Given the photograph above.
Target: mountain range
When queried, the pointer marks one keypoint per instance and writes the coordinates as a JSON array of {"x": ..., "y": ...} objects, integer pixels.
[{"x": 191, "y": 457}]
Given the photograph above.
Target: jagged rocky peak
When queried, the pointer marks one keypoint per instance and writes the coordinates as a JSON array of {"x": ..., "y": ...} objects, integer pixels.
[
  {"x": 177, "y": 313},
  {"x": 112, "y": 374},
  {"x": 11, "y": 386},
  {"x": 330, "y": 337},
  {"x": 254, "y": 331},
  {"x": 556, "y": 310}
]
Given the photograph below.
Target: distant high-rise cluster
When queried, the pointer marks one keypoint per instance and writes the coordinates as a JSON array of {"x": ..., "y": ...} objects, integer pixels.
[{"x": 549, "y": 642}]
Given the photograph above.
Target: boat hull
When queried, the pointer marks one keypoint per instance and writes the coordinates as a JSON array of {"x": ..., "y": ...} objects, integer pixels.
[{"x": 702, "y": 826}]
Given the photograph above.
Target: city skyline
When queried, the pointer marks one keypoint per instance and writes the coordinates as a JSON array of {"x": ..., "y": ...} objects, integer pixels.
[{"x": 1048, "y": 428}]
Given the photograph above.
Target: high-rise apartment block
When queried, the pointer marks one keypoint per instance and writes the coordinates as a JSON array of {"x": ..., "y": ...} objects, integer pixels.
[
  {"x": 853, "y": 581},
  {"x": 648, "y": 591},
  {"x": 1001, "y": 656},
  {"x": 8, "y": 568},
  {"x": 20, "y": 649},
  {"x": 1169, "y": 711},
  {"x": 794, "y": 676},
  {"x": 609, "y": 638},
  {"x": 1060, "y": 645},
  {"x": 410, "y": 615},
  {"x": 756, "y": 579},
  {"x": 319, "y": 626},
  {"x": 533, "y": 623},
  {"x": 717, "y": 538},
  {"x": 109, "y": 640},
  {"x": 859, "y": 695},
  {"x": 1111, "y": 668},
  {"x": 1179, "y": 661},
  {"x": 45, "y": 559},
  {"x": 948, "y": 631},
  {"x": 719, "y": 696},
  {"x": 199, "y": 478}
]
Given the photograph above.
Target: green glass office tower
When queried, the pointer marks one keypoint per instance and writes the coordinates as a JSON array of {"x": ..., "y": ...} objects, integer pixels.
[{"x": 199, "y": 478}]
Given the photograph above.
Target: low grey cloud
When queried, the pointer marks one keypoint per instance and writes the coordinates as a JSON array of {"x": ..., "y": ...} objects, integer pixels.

= = =

* Aim of the exercise *
Repeat the data precisely, line by line.

* Reply to the task *
Given the photograph above.
Target: mountain range
When queried, the pointer marks one keypoint per instance and writes the coordinates as a JSON array of {"x": ..., "y": ...} objects, integer pixels.
[{"x": 191, "y": 457}]
Given the photograph above.
Target: jagged rocky peak
When queried, the pointer marks one keypoint per instance and writes the coordinates as a JSON array of {"x": ..., "y": ...} objects, integer pixels.
[
  {"x": 177, "y": 313},
  {"x": 112, "y": 374},
  {"x": 11, "y": 386},
  {"x": 330, "y": 337},
  {"x": 254, "y": 331},
  {"x": 556, "y": 310}
]
Given the photograph below.
Target: distant high-rise cluster
When queried, the pointer marks one keypoint per instance and writes the coordinates as a JSON array of {"x": ..., "y": ...} objects, integer pixels.
[{"x": 549, "y": 642}]
Given the photograph above.
Target: boat hull
When queried, the pointer marks one keypoint per instance and writes the coordinates as a JSON array of {"x": ..., "y": ...} objects, integer pixels.
[{"x": 702, "y": 826}]
Given the photograph above.
Target: city skyline
When queried, the pointer marks one keypoint per instance and writes the coordinates as a JSON array of {"x": ..., "y": ...} objects, integer pixels.
[{"x": 1048, "y": 428}]
Given the photograph above.
Target: high-rise apartment block
When queried, the pointer marks one keypoint per instance and writes the coordinates as a JSON array of {"x": ..., "y": ...} objects, integer pixels.
[
  {"x": 853, "y": 581},
  {"x": 648, "y": 591},
  {"x": 1001, "y": 656},
  {"x": 8, "y": 568},
  {"x": 20, "y": 649},
  {"x": 1169, "y": 711},
  {"x": 794, "y": 676},
  {"x": 609, "y": 638},
  {"x": 1060, "y": 645},
  {"x": 410, "y": 615},
  {"x": 756, "y": 579},
  {"x": 319, "y": 626},
  {"x": 533, "y": 623},
  {"x": 717, "y": 538},
  {"x": 109, "y": 640},
  {"x": 859, "y": 695},
  {"x": 1111, "y": 668},
  {"x": 1179, "y": 661},
  {"x": 45, "y": 559},
  {"x": 948, "y": 631},
  {"x": 719, "y": 696},
  {"x": 199, "y": 478}
]
Given the photograph above.
Target: green glass office tower
When queried, the pointer marks one keypoint per instance and writes the coordinates as a JSON array of {"x": ..., "y": ...} objects, integer pixels.
[{"x": 199, "y": 478}]
Given the photograph above.
Target: low grey cloud
When queried, the pointer marks one keypoint per instance and writes the coordinates as a JSON array of {"x": ..., "y": ...} objects, integer pixels.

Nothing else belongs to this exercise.